#### [Texte choisi]
-- -- --

Le quotidien The Guardian monte d’un cran ses diffamations contre Julian Assange.

Tant mieux qu’il y ait eu une petite réaction, y compris de la part des principaux journalistes, sur la diffamation constante de Julian Assange, le fondateur de Wikileaks, par [le quotidien britannique] The Guardian.

Le dernier article du journaliste Luke Harding, qui affirme que l’ancien directeur de campagne déchu de Donald Trump, Paul Manafort, a visité secrètement Assange à trois reprises à l’ambassade de l’Equateur à Londres, est tellement plein d’incohérences que même les opposants les plus aguerris à Assange dans les grands médias ont du mal à le défendre.

Confronté à ce un retour de manivelle, The Guardian a rapidement – et très discrètement – effectué une marche arrière sur sa prétention initiale que son article était basé sur des faits vérifiés. Au lieu de cela, il a modifié le texte, sans reconnaître qu’il l’avait fait, pour attribuer les allégations à des « sources » non identifiées et incontrôlables.

La fonction de propagande de l’article est évidente. Il est destiné à apporter la preuve d’allégations de longue date selon lesquelles Assange aurait conspiré avec Trump, et les prétendus partisans de Trump au Kremlin, pour nuire à Hillary Clinton pendant la course présidentielle de 2016.

Le dernier article du Guardian était supposé apporter une confirmation à une narrative selon laquelle Assange et Wikileaks ont sciemment publié des courriels piratés par la Russie depuis les serveurs du parti démocrate. En vérité, il n’y a aucune preuve que les courriels ont été piratés ou que la Russie était impliquée. Les acteurs clés de cette affaire ont plutôt laissé entendre que les courriels avaient fait l’objet de fuites au sein même du parti démocrate.

-- -- --

#### [Extrait des données]
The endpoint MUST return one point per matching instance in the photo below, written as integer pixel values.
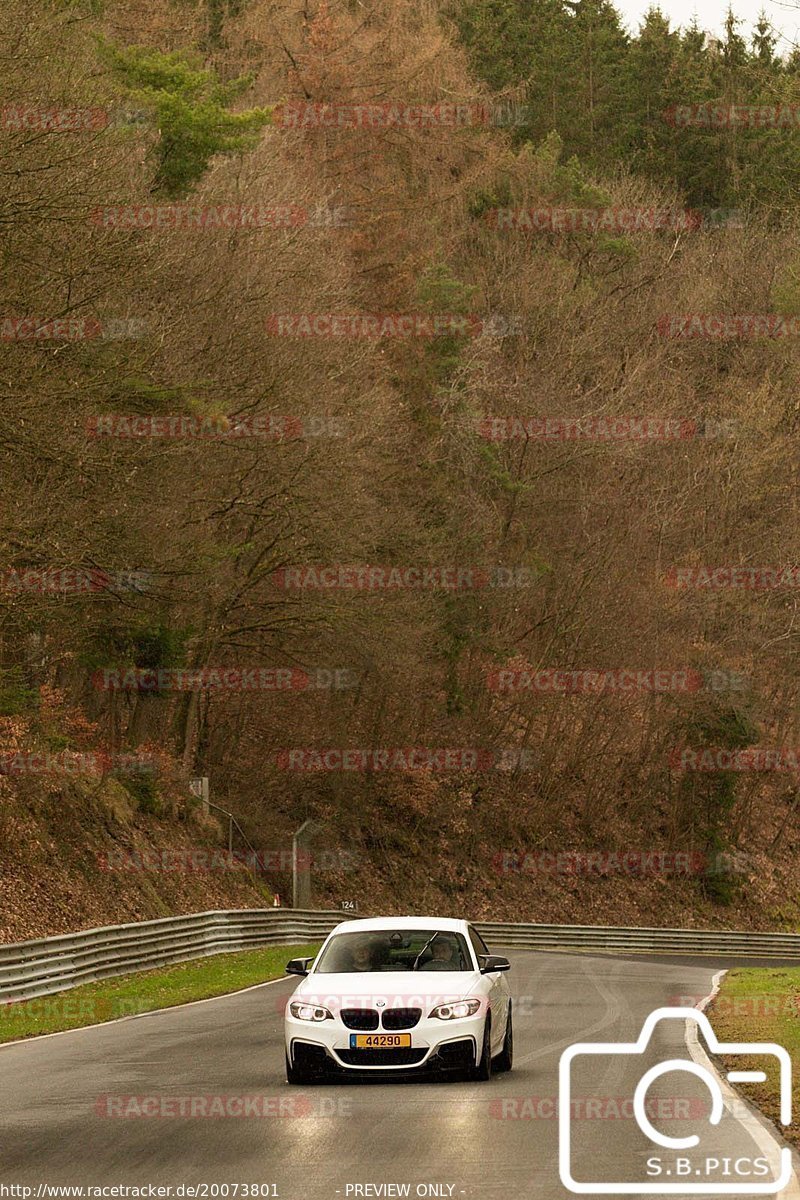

-- -- --

#### [Consignes]
A. Reprenez le passage du texte choisi qui commence par « Confronté à ce » et se poursuit jusqu'à « identifiées et incontrôlables. », en remplaçant « marche arrière » par « volte-face ».
B. D'après le texte choisi, combien de fois Paul Manafort aurait-il rendu visite à Assange à l'ambassade de l'Équateur à Londres ?
C. Traduisez en anglais cette phrase du texte choisi : « En vérité, il n’y a aucune preuve que les courriels ont été piratés ou que la Russie était impliquée. »

#### [Réponses]
A.
Confronté à ce un retour de manivelle, The Guardian a rapidement – et très discrètement – effectué une volte-face sur sa prétention initiale que son article était basé sur des faits vérifiés. Au lieu de cela, il a modifié le texte, sans reconnaître qu’il l’avait fait, pour attribuer les allégations à des « sources » non identifiées et incontrôlables.

B. À trois reprises.

C. In truth, there is no evidence that the emails were hacked or that Russia was involved.